──────── Source excerpt ────────

Below is a first pass at explainer text for the proposed module, which was relatively simple to produce given that it borrows so much from the Layers explainer.

WebXR/WebGPU binding

WebXR is well understood to be a demanding API in terms of graphics rendering performance, a task that has previously fallen entirely to WebGL. The WebGL API, while capable, is based on the relatively outdated native APIs which have recently been overtaken by more modern equivalents. As a result, it can sometimes be a struggle to implement various recommended XR rendering techniques in a performant way.

The WebGPU API is an upcoming API for utilizing the graphics and compute capabilities of a device's GPU more efficiently than WebGL allows, with an API that better matches both GPU hardware architecture and the modern native APIs that interface with them, such as Vulkan, Direct3D 12, and Metal. As it offers the potential to enable developers to get significantly better performance in their WebXR applications.

This module aims to allow the existing WebXR Layers module to interface with WebGPU by providing WebGPU swap chains for each layer type.

WebGPU binding

As with the exisitng WebGL path described in the Layers module, all WebGPU resources required by WebXR would be supplied by an XRGPUBinding instance, created with an XRSession and GPUDevice like so:

const gpuAdapter = await navigator.gpu.getAdapter({xrCompatible: true});
const gpuDevice = await gpuAdapter.requestDevice();
const xrGpuBinding = new XRGPUBinding(xrSession, gpuDevice);

Note that the GPUAdapter must be requested with the xrCompatible option set to true. This mirrors the WebGL context creation arg by the same name, and ensures that the returned adapter will be one that is compatible with the UAs selected XR Device.

Once the XRGPUBinding instance has been created, it can be used to create the various XRCompositorLayers, just like XRWebGLBinding:

const gpuAdapter = await navigator.gpu.getAdapter({xrCompatible: true});
const gpuDevice = await gpuAdapter.requestDevice();
const xrGpuBinding = new XRGPUBinding(xrSession, gpuDevice);
const projectionLayer = xrGpuBinding.createProjectionLayer('texture-array', { alpha: false });

This allocates a layer that supplies a 2d-array GPUTexture as it's output surface.

──────── Given records ────────

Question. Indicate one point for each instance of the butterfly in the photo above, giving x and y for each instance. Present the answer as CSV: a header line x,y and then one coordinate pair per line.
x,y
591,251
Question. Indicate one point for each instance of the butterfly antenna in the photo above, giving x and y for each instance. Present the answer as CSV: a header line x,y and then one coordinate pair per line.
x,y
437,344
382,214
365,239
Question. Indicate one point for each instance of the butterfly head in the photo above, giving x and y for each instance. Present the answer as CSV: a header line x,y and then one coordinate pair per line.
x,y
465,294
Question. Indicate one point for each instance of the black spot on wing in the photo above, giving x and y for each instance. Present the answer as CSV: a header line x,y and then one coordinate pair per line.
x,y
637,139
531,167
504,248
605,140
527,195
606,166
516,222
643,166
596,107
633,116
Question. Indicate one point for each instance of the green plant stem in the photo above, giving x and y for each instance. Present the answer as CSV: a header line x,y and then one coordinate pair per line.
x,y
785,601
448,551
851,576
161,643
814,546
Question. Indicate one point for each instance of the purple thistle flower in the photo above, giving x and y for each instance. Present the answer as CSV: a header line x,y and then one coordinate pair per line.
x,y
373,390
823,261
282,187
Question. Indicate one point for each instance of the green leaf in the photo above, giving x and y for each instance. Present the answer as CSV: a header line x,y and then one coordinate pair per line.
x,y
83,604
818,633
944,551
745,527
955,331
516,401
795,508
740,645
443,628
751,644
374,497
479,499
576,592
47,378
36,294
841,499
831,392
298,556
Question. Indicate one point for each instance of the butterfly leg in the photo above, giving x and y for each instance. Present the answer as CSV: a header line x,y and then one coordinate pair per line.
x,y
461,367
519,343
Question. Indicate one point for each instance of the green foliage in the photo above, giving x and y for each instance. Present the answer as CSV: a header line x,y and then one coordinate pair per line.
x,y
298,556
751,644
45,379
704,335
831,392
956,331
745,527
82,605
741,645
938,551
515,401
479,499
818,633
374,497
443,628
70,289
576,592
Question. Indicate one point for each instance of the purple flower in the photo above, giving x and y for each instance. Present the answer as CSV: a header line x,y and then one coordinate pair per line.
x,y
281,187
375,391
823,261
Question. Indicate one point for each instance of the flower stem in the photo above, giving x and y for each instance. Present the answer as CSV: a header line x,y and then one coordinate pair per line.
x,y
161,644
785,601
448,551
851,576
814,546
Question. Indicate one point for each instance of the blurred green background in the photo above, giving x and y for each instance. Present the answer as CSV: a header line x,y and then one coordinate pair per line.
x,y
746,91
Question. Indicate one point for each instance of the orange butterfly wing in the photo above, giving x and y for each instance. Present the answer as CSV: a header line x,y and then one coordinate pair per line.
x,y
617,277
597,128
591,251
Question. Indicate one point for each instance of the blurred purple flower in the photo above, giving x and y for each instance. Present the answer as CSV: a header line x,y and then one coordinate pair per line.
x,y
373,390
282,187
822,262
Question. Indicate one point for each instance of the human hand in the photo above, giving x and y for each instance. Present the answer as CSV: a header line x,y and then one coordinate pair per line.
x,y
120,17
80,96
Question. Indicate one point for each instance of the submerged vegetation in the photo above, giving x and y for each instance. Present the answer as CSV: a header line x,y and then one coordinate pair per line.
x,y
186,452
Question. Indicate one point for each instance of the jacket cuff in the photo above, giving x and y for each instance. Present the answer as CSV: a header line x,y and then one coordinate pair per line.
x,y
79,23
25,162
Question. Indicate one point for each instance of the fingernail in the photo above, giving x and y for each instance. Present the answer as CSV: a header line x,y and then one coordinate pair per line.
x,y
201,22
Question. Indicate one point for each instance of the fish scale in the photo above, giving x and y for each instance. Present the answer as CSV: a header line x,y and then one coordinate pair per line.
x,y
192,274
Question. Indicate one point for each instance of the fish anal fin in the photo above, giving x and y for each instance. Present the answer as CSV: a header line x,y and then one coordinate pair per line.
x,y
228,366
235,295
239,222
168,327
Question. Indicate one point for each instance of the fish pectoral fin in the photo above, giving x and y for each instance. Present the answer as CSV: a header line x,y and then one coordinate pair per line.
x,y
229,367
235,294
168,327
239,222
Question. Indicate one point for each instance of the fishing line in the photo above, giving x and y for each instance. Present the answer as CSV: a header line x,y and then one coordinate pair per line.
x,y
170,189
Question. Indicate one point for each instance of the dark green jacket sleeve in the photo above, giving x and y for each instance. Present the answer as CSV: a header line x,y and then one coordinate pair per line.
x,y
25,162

────────

**Set tasks**
1 > Summarize the WebXR/WebGPU binding explainer in two sentences.
2 > Substitute "Mark" for "Indicate" in the records, from the line with "Question. Indicate one point for each instance of the fish scale" up to and including the last line of the records, and give only those lines with nothing else changed.

**Responses by task**
1 > The explainer proposes a module that would let the existing WebXR Layers module work with WebGPU by providing WebGPU swap chains for each layer type, because WebGL rests on outdated native APIs while WebGPU can use a device's GPU more efficiently. WebGPU resources would come from an XRGPUBinding instance, created from an XRSession and a GPUDevice whose adapter was requested with xrCompatible set to true, and that binding can create compositor layers such as a projection layer backed by a 2d-array GPUTexture.

2 >
Question. Mark one point for each instance of the fish scale in the photo above, giving x and y for each instance. Present the answer as CSV: a header line x,y and then one coordinate pair per line.
x,y
192,274
Question. Mark one point for each instance of the fish anal fin in the photo above, giving x and y for each instance. Present the answer as CSV: a header line x,y and then one coordinate pair per line.
x,y
228,366
235,295
239,222
168,327
Question. Mark one point for each instance of the fish pectoral fin in the photo above, giving x and y for each instance. Present the answer as CSV: a header line x,y and then one coordinate pair per line.
x,y
229,367
235,294
168,327
239,222
Question. Mark one point for each instance of the fishing line in the photo above, giving x and y for each instance. Present the answer as CSV: a header line x,y and then one coordinate pair per line.
x,y
170,189
Question. Mark one point for each instance of the dark green jacket sleeve in the photo above, giving x and y for each instance. Present the answer as CSV: a header line x,y and then one coordinate pair per line.
x,y
25,162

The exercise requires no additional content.